[Stored entries]
*-*-*
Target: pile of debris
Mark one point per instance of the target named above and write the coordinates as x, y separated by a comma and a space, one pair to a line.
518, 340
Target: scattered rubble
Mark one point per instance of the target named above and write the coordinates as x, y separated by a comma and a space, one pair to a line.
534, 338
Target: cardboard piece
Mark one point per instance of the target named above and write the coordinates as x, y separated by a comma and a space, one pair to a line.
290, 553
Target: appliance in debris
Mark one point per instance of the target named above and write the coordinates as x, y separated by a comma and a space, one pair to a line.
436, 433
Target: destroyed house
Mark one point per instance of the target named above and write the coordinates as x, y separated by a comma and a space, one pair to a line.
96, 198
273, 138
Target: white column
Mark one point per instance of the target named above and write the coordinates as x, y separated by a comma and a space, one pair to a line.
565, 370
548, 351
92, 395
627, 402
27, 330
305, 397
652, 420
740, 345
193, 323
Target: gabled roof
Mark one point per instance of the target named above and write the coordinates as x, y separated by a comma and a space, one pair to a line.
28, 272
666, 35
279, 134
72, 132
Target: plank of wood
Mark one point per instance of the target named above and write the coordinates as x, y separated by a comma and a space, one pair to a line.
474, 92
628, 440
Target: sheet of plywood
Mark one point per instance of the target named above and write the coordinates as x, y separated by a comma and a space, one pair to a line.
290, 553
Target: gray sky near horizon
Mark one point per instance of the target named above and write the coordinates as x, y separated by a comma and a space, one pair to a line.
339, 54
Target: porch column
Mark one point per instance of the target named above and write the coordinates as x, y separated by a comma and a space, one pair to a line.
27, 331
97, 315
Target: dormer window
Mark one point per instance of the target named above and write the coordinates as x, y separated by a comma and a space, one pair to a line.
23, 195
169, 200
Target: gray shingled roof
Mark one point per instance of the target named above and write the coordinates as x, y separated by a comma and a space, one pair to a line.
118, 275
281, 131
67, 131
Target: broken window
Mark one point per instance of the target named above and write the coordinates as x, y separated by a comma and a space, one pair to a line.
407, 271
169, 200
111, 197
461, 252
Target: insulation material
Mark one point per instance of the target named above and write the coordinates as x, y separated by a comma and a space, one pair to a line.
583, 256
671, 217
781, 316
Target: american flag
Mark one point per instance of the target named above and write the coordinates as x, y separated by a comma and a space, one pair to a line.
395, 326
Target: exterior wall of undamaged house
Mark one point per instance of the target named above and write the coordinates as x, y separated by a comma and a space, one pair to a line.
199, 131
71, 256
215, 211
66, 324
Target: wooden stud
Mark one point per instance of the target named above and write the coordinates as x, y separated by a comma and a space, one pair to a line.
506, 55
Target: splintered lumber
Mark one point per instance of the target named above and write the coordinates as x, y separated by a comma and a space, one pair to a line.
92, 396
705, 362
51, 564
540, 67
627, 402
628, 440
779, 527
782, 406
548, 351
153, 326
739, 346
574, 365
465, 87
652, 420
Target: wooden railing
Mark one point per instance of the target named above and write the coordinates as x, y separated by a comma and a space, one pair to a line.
*-*-*
» **Problem statement**
An exact, complete copy of the records is the expected answer.

» **Final answer**
Target: pile of debris
Mark one point per instance of the target named above and write the coordinates as x, y separated by a comma and a space, one pair to a line.
518, 340
Target: scattered rubble
Mark one point per instance of the target named above and write the coordinates as x, y separated by a comma and a space, one pair to a line.
534, 338
Target: cardboard piece
Mark one point per instance of the target named above and write the coordinates as x, y separated by a comma and a space, one pair to a line.
290, 553
Target: appliance in debris
Mark one point per instance of the target named above and write the coordinates as x, y separated by a comma and a space, one pair to a line.
436, 433
Target: destroyed house
Mark one point per instance of the target named above and write the coordinates as x, y separated by a comma and a space, one pair to a line.
96, 198
273, 138
Target: white column
Mark one point per instance of the target named above and write the coordinates as x, y separated by a comma and a space, one pair to a line.
565, 370
548, 351
92, 395
627, 402
27, 330
305, 397
652, 420
740, 345
193, 323
Target: gabled roof
Mark one point per instance of the target named above and write the coordinates as x, y separated by a comma and a space, one pair to a line.
28, 272
666, 35
279, 134
72, 132
Target: plank of wood
Mark one point per instance of the target named above and write the coordinates as x, y separated by a comma and a space, one pair to a line.
474, 92
628, 440
Target: sheet of plywood
Mark one point per instance of the target named above and write the coordinates as x, y separated by a comma and a space, one pair to a line.
290, 553
Target: gray sky near horizon
Mark one point per instance of the target named above and write the coordinates as x, y separated by a comma and a space, one pair to a line.
339, 54
Target: porch column
Mark one point per instance of the target named above and write the coordinates as x, y separated by a comma and a space, one pair to a line.
27, 331
97, 315
Target: dormer window
Mark one point per instance of the target named above and write the coordinates as x, y separated by a comma and a space, one pair to a line.
23, 195
169, 200
Target: gray shingled roof
Mark one point per instance of the target named above and write the coordinates as x, y separated by a comma and a space, one pair to a line.
118, 275
281, 131
67, 131
Target: broken window
Mark one point per instance of the target named above and write the coordinates as x, y separated by a comma and a space, one pair to a line.
407, 271
169, 200
111, 197
461, 252
Target: insulation material
Mark one point per instance of the target named above and write the coordinates as x, y separated by a comma and a space, one pair to a line.
583, 256
671, 217
781, 316
Target: american flag
Mark one point per instance of the target named above and write the coordinates as x, y separated by a comma and a space, one pair to a line.
395, 326
Target: exterior wall of undamaged house
Mark one point per instance of the target named above and write the coordinates as x, y separated by a comma and a space, one pair to a line.
199, 131
71, 256
215, 211
66, 324
Target: wooden stud
Mark one point per instance of the target named above and write the coordinates as x, y separated by a comma and a space, one pair to a line.
506, 55
Target: splintered lumber
Mark one point per instance of the target named above and write the coordinates as x, y separated by a comma and a space, one pair to a line.
92, 396
705, 362
51, 564
540, 67
627, 402
628, 440
779, 527
782, 406
548, 351
153, 326
739, 346
574, 365
465, 87
652, 420
Target: wooden railing
Mark one point per instance of the target named above and write the coordinates as x, y separated by a comma and a space, one pair to a line.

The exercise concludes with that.